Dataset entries
◆ ◆ ◆

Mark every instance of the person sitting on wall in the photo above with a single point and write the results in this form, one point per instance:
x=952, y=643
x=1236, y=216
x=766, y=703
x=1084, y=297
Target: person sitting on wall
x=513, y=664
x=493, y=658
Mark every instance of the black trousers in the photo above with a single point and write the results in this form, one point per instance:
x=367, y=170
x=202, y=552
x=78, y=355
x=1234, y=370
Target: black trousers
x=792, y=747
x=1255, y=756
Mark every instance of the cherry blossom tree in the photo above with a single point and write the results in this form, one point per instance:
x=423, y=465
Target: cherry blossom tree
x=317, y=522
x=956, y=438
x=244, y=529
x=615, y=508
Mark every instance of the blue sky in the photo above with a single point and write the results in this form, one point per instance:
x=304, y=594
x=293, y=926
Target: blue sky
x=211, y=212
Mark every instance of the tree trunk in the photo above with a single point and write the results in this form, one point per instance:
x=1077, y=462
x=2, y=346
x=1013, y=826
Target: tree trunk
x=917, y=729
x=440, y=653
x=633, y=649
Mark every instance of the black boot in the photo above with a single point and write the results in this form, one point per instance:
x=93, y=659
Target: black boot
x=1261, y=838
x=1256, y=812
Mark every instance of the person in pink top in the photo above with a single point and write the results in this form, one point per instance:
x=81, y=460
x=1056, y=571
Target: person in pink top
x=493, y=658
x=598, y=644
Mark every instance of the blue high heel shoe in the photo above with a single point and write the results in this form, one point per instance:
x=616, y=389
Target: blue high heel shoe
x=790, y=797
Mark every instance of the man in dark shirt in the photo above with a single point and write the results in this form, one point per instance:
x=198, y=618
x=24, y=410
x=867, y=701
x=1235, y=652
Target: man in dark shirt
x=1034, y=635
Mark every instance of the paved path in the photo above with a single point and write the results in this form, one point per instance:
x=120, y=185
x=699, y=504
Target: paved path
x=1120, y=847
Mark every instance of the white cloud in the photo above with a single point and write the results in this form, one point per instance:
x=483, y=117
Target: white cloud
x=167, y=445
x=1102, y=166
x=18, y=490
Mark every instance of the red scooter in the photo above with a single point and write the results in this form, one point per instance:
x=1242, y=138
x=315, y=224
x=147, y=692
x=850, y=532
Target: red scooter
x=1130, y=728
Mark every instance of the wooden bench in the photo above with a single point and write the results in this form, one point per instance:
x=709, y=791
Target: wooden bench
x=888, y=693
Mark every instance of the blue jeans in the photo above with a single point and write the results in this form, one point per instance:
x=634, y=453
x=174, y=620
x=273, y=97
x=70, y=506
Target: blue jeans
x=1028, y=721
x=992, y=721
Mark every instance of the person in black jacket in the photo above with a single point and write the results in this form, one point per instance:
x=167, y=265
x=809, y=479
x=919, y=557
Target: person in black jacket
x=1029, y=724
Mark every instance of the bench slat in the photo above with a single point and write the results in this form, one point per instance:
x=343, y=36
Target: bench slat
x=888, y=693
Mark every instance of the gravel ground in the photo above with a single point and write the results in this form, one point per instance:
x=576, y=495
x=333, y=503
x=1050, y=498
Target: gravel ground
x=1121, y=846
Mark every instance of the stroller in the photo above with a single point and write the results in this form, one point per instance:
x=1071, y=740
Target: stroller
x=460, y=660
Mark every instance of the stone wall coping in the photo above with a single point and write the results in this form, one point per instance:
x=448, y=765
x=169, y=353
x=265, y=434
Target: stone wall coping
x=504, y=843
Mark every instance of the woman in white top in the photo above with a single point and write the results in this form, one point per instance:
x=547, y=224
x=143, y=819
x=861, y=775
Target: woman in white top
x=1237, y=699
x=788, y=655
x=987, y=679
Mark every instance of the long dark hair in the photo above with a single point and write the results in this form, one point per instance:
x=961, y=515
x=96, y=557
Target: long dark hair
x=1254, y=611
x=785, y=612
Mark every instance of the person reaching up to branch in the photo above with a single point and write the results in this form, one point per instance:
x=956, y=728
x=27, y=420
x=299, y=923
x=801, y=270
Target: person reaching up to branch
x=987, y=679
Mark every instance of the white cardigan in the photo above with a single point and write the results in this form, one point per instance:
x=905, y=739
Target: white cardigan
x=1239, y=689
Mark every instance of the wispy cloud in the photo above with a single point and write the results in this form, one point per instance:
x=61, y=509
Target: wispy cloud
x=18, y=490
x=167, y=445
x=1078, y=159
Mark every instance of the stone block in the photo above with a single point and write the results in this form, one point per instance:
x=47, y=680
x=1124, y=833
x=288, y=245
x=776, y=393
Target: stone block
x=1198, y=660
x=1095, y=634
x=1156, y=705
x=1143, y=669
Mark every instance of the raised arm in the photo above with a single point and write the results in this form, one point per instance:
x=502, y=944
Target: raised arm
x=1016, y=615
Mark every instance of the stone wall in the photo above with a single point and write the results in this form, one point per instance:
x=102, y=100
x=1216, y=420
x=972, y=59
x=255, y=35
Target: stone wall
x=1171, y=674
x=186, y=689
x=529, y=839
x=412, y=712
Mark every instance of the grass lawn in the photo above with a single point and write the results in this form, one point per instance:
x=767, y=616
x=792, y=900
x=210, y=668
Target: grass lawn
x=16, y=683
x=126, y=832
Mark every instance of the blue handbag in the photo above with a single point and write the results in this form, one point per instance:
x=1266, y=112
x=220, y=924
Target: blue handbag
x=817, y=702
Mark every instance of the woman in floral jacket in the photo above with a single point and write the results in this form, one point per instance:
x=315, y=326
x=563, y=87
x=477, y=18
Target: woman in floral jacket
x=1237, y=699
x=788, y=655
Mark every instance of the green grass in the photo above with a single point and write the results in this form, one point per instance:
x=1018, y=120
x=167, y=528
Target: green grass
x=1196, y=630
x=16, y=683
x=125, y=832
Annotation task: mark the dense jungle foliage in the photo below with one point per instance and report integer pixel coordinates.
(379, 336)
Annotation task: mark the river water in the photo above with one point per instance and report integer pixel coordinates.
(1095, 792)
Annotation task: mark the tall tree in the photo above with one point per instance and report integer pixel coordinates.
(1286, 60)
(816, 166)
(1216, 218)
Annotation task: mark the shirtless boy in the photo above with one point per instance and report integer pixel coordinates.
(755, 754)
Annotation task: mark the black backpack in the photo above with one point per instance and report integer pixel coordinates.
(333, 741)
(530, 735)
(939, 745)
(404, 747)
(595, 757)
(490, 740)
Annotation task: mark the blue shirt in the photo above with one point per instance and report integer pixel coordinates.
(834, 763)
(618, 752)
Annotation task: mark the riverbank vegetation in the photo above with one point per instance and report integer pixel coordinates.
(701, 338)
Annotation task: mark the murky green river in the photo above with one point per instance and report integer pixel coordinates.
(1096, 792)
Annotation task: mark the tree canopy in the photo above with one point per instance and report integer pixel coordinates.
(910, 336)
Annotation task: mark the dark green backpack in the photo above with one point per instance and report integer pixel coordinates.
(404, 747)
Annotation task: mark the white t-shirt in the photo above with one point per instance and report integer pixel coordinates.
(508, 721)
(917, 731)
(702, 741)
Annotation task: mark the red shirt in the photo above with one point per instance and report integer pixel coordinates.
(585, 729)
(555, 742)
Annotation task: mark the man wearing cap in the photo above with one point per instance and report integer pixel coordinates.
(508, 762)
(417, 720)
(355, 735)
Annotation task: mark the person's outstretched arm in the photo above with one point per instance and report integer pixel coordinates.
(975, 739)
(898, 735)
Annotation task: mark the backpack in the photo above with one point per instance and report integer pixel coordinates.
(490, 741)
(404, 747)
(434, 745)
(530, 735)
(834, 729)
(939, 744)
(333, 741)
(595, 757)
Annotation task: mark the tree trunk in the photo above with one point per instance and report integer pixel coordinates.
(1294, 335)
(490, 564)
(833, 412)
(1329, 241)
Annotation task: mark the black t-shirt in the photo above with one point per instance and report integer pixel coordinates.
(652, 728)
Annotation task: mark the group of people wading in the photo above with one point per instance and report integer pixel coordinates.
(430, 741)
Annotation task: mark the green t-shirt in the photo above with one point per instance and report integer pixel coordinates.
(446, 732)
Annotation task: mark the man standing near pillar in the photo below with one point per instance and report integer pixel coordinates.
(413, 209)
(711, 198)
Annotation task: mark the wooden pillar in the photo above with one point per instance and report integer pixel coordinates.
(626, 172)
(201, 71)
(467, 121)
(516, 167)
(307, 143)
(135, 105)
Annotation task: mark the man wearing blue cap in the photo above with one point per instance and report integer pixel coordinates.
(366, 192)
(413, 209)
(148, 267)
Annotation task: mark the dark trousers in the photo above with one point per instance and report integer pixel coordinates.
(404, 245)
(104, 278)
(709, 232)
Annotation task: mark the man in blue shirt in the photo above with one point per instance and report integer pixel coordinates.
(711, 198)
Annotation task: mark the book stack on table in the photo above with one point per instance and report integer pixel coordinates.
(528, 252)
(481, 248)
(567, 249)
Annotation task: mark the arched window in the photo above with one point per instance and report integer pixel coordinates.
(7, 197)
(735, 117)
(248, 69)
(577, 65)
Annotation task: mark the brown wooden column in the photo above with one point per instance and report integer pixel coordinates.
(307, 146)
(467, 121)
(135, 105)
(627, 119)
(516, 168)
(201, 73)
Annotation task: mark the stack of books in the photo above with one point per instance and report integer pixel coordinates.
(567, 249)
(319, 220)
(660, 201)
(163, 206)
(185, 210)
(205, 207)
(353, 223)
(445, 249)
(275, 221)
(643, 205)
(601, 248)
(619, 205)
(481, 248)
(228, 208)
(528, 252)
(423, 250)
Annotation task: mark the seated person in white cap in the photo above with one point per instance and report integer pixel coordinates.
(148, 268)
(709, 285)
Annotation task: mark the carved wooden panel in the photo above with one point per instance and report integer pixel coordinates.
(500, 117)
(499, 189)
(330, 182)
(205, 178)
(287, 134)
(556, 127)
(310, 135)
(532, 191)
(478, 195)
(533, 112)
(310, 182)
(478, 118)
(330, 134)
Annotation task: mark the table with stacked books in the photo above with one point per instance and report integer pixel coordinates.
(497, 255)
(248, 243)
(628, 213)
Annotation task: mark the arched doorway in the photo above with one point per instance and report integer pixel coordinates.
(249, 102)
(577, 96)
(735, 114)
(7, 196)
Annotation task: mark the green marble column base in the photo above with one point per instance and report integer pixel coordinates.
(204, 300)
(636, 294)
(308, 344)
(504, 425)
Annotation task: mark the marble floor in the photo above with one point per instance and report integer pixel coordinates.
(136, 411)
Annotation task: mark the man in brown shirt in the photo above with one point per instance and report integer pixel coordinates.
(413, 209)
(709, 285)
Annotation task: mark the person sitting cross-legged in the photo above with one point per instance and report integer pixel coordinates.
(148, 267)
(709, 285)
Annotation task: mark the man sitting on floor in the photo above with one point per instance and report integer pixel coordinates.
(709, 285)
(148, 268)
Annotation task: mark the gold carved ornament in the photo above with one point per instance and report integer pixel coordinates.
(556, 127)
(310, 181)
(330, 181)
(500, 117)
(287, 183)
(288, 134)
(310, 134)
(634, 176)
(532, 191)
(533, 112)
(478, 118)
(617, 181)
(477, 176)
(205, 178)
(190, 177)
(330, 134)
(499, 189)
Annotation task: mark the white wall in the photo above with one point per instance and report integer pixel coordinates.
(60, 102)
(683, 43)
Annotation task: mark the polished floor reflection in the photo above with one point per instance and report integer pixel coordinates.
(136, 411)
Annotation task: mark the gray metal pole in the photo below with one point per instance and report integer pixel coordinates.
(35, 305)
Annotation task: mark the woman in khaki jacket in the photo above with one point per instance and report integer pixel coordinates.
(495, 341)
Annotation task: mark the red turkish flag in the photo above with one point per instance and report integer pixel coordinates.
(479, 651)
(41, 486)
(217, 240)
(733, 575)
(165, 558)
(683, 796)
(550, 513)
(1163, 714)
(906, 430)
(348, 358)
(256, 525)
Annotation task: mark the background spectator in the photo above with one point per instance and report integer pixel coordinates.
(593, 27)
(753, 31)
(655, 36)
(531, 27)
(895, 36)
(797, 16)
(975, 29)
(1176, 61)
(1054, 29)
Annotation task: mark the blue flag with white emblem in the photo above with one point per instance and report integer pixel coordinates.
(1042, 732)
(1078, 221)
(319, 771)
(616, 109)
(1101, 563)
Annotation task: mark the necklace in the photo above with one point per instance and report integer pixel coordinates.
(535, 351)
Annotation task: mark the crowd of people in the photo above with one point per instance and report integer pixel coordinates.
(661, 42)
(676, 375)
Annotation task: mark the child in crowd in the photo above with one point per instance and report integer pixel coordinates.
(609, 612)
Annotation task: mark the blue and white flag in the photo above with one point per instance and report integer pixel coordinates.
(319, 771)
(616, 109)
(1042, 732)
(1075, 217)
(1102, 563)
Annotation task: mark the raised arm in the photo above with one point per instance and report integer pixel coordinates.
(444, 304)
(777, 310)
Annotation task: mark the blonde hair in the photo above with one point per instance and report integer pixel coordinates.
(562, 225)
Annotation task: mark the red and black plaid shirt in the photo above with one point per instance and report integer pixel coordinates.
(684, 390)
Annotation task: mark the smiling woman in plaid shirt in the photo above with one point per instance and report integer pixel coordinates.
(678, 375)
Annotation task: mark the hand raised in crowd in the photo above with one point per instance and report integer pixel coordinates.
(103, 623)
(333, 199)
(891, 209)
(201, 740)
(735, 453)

◆ ◆ ◆

*THE TASK:* Look above for the line containing "Target: cherry blossom tree". Output from there through the line containing "x=1056, y=571", exactly and inclusively.

*OUTPUT FOR THIS TASK:*
Target: cherry blossom tree
x=317, y=522
x=956, y=438
x=244, y=529
x=615, y=508
Mark every instance of the blue sky in the photo above with a single point and write the results in this form, one point per instance:
x=304, y=594
x=293, y=926
Target: blue sky
x=211, y=212
Mark every instance of the tree trunk in the photo above with a single point and write the results in this form, one point per instance:
x=1077, y=462
x=2, y=346
x=1013, y=826
Target: tree trunk
x=917, y=729
x=440, y=653
x=633, y=649
Mark every instance of the black boot in the photo above with a single point and write the results in this form, one point per instance:
x=93, y=659
Target: black boot
x=1261, y=838
x=1256, y=812
Mark every instance of the person in pink top in the photo above with a single point and write the results in this form, one point per instance:
x=81, y=460
x=1056, y=571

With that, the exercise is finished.